> [Extracted information]:
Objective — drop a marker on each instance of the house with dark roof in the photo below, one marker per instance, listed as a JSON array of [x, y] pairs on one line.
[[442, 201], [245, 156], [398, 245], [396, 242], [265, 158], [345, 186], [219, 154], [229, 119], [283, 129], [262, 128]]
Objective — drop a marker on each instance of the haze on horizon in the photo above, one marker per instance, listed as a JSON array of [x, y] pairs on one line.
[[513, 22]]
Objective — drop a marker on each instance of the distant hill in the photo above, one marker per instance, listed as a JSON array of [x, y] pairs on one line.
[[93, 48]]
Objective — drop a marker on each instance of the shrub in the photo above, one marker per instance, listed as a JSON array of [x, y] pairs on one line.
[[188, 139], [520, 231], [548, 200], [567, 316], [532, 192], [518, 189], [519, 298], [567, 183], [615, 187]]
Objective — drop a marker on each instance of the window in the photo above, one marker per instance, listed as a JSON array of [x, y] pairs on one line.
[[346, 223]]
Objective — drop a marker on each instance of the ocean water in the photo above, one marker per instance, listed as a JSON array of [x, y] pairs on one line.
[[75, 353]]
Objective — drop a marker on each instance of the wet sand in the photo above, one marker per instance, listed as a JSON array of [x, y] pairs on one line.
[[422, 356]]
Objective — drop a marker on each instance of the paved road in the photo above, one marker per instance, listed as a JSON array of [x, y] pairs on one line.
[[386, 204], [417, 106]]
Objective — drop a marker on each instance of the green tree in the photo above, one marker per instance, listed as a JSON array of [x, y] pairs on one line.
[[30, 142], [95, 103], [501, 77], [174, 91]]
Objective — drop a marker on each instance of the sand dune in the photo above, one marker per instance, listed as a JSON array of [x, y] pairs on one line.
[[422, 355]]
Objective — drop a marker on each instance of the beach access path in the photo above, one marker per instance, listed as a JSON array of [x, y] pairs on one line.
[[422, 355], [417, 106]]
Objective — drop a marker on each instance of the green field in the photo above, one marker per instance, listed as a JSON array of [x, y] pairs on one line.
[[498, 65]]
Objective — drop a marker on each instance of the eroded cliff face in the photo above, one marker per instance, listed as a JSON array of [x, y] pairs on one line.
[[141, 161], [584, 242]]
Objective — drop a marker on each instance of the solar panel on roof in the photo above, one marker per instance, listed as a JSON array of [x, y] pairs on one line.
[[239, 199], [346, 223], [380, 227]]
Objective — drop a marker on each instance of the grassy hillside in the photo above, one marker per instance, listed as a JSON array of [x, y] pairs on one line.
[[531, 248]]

> [What to do]:
Locate "Objective — drop a marker on each instance of the solar" in the data above. Then repeat, exactly, its line and each line after it through the last, adding nothing.

> [Solution to this task]:
Objective — drop a marker on each instance of the solar panel on roof in the photo above, one marker per instance, listed as a JSON array of [x, y] pairs on one line.
[[239, 199], [346, 223], [380, 227]]
Objective — drop a marker on each instance of the grassy hillside in the photo above, one marker per instance, listed as a JSON array of [x, y] pairs on one line.
[[531, 248]]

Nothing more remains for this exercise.